* Problem to work on *
Reproduce the listing below line for line, without changing a single character.

:: Supplied data ::

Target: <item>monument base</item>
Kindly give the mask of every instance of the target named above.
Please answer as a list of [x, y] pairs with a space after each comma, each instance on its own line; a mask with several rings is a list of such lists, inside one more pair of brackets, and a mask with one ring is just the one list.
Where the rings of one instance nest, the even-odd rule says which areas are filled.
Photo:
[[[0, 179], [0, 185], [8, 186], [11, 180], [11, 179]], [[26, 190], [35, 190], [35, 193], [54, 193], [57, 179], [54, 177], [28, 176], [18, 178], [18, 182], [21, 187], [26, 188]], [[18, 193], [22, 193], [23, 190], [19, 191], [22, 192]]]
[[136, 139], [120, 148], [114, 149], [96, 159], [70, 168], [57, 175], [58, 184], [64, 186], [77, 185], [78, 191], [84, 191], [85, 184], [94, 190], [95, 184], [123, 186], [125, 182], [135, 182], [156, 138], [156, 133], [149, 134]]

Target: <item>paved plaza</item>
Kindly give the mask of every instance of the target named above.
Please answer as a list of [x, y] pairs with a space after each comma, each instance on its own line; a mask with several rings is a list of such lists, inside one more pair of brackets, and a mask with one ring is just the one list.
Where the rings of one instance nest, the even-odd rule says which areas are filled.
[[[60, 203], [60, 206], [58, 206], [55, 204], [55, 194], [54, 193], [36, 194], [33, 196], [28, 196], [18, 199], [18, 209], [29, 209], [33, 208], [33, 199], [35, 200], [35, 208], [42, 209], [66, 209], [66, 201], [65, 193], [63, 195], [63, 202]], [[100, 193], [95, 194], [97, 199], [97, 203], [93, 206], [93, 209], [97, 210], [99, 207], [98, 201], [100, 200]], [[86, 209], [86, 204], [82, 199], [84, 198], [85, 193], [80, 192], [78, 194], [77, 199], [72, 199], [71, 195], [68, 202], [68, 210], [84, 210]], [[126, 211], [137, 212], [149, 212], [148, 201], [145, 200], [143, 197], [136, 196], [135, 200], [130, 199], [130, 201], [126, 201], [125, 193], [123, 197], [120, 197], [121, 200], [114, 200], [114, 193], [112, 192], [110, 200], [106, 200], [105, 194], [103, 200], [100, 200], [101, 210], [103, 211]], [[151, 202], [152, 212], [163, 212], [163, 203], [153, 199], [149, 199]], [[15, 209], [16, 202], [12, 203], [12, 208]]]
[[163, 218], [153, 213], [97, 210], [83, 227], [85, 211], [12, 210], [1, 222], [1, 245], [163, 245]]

:::

* Answer to the exercise *
Target: <item>monument base</item>
Kindly give the mask of every instance of the target named above.
Please answer as a list of [x, y] pairs with a space after each comma, each instance on its own line; a mask with several rings is a list of such lists, inside one more pair of brackets, and a mask with one ring is just the one list.
Where the rings of one instance nest, the even-odd rule says which areas are filled.
Photo:
[[[0, 179], [0, 185], [8, 186], [11, 180], [11, 179]], [[26, 190], [35, 190], [35, 193], [54, 193], [57, 179], [54, 177], [28, 176], [18, 178], [18, 182], [21, 187], [26, 188]], [[18, 193], [22, 193], [23, 190], [19, 191], [22, 192]]]
[[136, 139], [120, 148], [114, 149], [96, 159], [70, 168], [57, 175], [58, 184], [64, 186], [77, 185], [78, 191], [84, 191], [85, 184], [94, 190], [95, 184], [123, 186], [125, 182], [135, 182], [156, 138], [156, 133], [149, 134]]

Target: <item>paved plaza</item>
Kindly give the mask of every instance of the target named above.
Please answer as a list of [x, y] pairs with a space after each comma, each instance on its own line; a mask with several rings is a list of such lists, inside one more pair of brackets, and a mask with one ring is just the one list.
Where the rings of one instance nest, the even-odd rule says which areas are filled.
[[[60, 203], [60, 206], [58, 206], [55, 204], [55, 194], [54, 193], [36, 194], [33, 196], [28, 196], [18, 199], [18, 209], [29, 209], [33, 208], [33, 199], [35, 200], [35, 208], [42, 209], [66, 209], [66, 201], [65, 193], [63, 195], [63, 202]], [[100, 193], [95, 194], [97, 199], [97, 203], [93, 206], [93, 209], [97, 210], [99, 207], [98, 201], [100, 200]], [[86, 209], [86, 204], [82, 199], [84, 198], [85, 193], [80, 192], [78, 194], [77, 199], [72, 199], [71, 195], [68, 202], [68, 210], [84, 210]], [[126, 211], [137, 212], [149, 212], [148, 201], [145, 200], [143, 197], [136, 196], [135, 200], [130, 199], [130, 201], [126, 201], [125, 193], [123, 197], [120, 197], [121, 200], [114, 200], [114, 193], [112, 192], [110, 200], [106, 200], [105, 194], [103, 200], [100, 200], [101, 210], [103, 211]], [[151, 202], [152, 212], [163, 212], [163, 203], [153, 199], [149, 199]], [[15, 209], [16, 202], [12, 203], [12, 208]]]
[[163, 218], [153, 213], [97, 210], [83, 227], [85, 211], [12, 210], [1, 222], [1, 245], [163, 245]]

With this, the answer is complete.